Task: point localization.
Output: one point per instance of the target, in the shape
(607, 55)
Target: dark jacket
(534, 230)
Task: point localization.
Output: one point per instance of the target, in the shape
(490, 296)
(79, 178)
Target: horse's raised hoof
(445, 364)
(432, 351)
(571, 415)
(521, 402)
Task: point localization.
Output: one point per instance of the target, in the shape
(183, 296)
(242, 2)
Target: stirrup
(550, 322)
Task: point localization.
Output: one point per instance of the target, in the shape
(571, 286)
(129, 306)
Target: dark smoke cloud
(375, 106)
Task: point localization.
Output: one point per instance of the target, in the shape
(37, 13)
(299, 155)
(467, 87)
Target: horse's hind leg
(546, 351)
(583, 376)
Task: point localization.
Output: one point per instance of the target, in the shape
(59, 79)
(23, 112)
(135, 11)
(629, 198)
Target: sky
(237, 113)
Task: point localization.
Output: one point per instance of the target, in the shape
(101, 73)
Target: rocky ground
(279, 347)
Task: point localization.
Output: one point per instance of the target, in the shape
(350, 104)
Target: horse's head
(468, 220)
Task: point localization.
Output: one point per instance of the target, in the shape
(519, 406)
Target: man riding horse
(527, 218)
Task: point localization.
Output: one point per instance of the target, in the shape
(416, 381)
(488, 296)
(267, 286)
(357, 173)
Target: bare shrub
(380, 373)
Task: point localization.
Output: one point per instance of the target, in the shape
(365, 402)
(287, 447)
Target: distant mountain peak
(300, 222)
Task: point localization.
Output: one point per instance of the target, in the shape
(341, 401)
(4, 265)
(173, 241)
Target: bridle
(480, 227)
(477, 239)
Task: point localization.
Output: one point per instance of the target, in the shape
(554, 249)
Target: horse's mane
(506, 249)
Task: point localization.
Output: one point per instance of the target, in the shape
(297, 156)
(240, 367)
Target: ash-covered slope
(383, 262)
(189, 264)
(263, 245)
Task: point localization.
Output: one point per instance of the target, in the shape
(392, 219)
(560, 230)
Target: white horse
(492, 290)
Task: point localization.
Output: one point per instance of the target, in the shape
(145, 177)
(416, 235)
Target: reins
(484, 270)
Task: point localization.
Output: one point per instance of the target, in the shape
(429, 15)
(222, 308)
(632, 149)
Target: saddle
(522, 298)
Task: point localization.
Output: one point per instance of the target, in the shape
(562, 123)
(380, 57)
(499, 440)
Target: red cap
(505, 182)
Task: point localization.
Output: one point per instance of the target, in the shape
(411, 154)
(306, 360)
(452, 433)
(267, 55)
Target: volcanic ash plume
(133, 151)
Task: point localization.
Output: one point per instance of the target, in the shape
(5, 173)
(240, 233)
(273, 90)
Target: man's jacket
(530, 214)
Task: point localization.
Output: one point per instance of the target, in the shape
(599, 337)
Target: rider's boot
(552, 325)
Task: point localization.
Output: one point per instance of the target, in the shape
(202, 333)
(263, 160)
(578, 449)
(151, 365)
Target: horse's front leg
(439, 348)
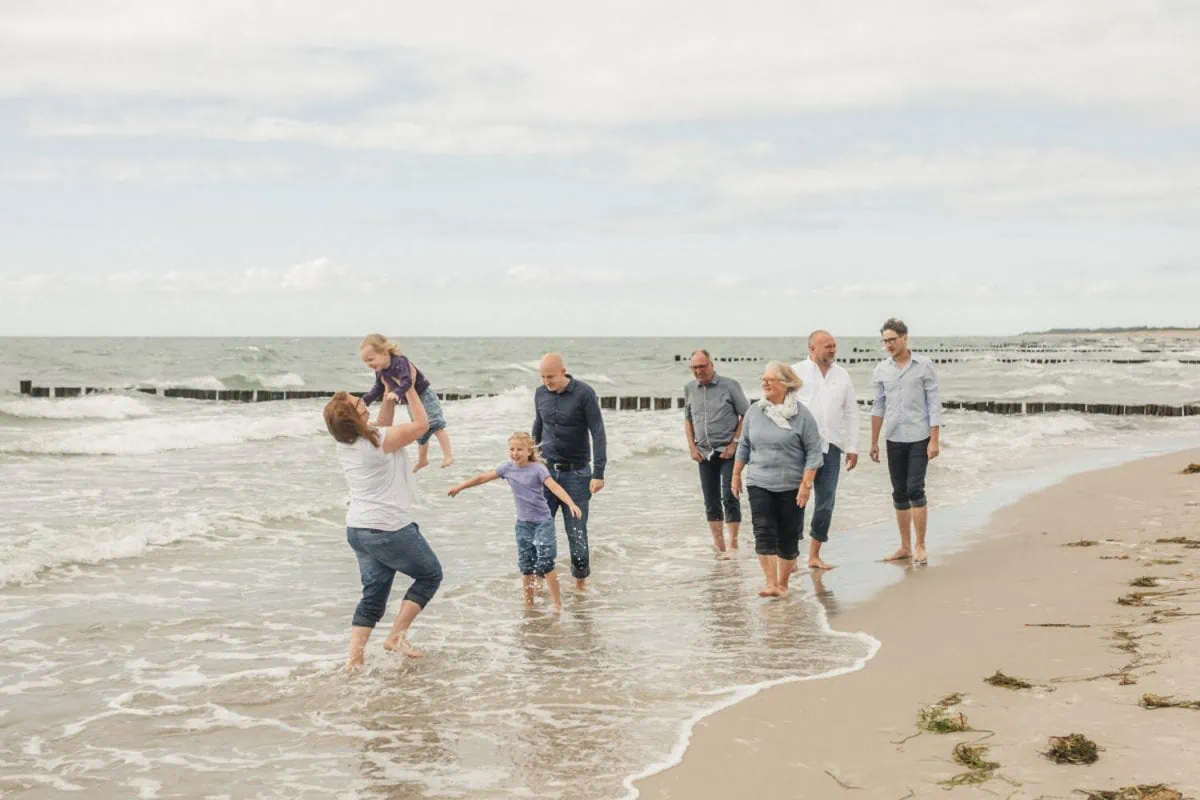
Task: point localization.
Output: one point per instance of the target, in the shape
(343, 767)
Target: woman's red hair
(345, 422)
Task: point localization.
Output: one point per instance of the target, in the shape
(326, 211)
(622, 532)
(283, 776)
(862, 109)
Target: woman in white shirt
(378, 525)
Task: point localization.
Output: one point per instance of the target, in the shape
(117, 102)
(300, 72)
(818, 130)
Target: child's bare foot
(400, 643)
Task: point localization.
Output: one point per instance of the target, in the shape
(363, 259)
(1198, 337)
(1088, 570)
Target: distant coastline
(1075, 331)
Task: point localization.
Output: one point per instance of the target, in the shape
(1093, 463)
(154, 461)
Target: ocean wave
(93, 407)
(286, 380)
(145, 437)
(101, 545)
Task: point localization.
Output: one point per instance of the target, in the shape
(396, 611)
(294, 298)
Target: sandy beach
(1037, 599)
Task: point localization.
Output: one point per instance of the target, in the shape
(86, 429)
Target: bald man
(567, 411)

----

[YOUR TASK]
Give back all of the material exactly, though without the images it contains.

[WRITTEN ANSWER]
Task: point localization.
Output: one point per instance of the target, in the shape
(607, 55)
Target: dark jacket
(534, 230)
Task: point localization.
Output: one point per instance of the target, in the shape
(490, 296)
(79, 178)
Target: horse's raised hoof
(445, 364)
(432, 351)
(571, 415)
(521, 402)
Task: point localization.
Output: one point per instance of the target, in the shape
(183, 296)
(242, 2)
Target: stirrup
(550, 322)
Task: point localization.
Output: one point per instance of the target, in the shape
(571, 286)
(129, 306)
Target: dark smoke cloud
(375, 106)
Task: point localization.
Output: one point per instance of the target, in the shape
(37, 13)
(299, 155)
(467, 87)
Target: horse's hind leg
(546, 351)
(583, 376)
Task: point localization.
Output: one point per instance of the target, in the shape
(59, 79)
(23, 112)
(135, 11)
(629, 198)
Target: sky
(237, 113)
Task: point localization.
Output: one point per instance of the target, in the shape
(101, 73)
Target: rocky ground
(279, 347)
Task: point localization.
Output: one point per instance of the target, in the shape
(350, 104)
Target: horse's head
(468, 220)
Task: point localization.
Output: one point per instance of the target, in the shape
(519, 406)
Target: man riding horse
(527, 218)
Task: point localization.
Output: one point per instance of the target, in the shape
(416, 381)
(488, 296)
(267, 286)
(357, 173)
Target: bare shrub
(380, 373)
Task: point localization.
Output: one point per instance of the target, in the shape
(365, 402)
(287, 447)
Target: distant mountain peak
(300, 222)
Task: point localization.
Output: one point per instance of the target, in the shape
(341, 401)
(4, 265)
(173, 241)
Target: bridle
(480, 227)
(477, 239)
Task: point localization.
Output: one point per instance of the target, in the shape
(554, 249)
Target: horse's mane
(506, 249)
Task: point localization.
Output: one point per instance of the target, in the shape
(297, 156)
(240, 367)
Target: ash-covered slope
(383, 262)
(189, 264)
(263, 245)
Task: point localization.
Output: one point per instance of the target, in the shape
(392, 219)
(560, 230)
Target: white horse
(492, 290)
Task: point localization.
Output: one point per instance of the target, in the shape
(145, 177)
(416, 235)
Target: reins
(484, 270)
Task: point localization.
Output: one point per instance of the target, in the shape
(429, 15)
(222, 308)
(632, 149)
Target: saddle
(522, 298)
Task: point localization.
Output: one point per instance of the target, in the shape
(562, 123)
(380, 57)
(499, 440)
Target: red cap
(505, 182)
Task: point localization.
Output: one point per instance of the target, in the shape
(411, 154)
(306, 360)
(452, 433)
(267, 55)
Target: volcanic ash plume
(133, 151)
Task: point localization.
Output: one point per instance of the target, in the shape
(5, 173)
(240, 233)
(273, 90)
Target: man's jacket
(530, 214)
Task: point localization.
Output: one point per instance of the target, in the shape
(599, 337)
Target: rider's boot
(552, 325)
Task: point localization.
Output: one point per instance of the target, in the shape
(202, 333)
(263, 160)
(578, 449)
(151, 365)
Target: horse's front leg
(439, 348)
Task: point localization.
Output: one point per instance of the target, in the shape
(343, 767)
Target: woman's red hair
(345, 422)
Task: point localization.
Output: one point per instance of the target, in the shape
(326, 211)
(622, 532)
(283, 776)
(862, 109)
Target: woman in white shirt
(378, 525)
Task: point localization.
Output: one point per instance of the target, in the shape
(117, 102)
(300, 72)
(818, 130)
Target: child's bare foot
(400, 643)
Task: point localization.
Output: one point per instance of the target, in the shape
(363, 259)
(1198, 337)
(1088, 570)
Target: distant coastline
(1075, 331)
Task: point localization.
Output: one point per instance of the target, in the shape
(1093, 463)
(154, 461)
Target: ocean wave
(93, 407)
(286, 380)
(145, 437)
(101, 545)
Task: point localization.
Output: one point per instance of the target, in the shape
(396, 611)
(294, 298)
Target: sandy beach
(1037, 599)
Task: point localization.
Output: one point per instance of the target, in the shape
(86, 429)
Target: bald man
(567, 411)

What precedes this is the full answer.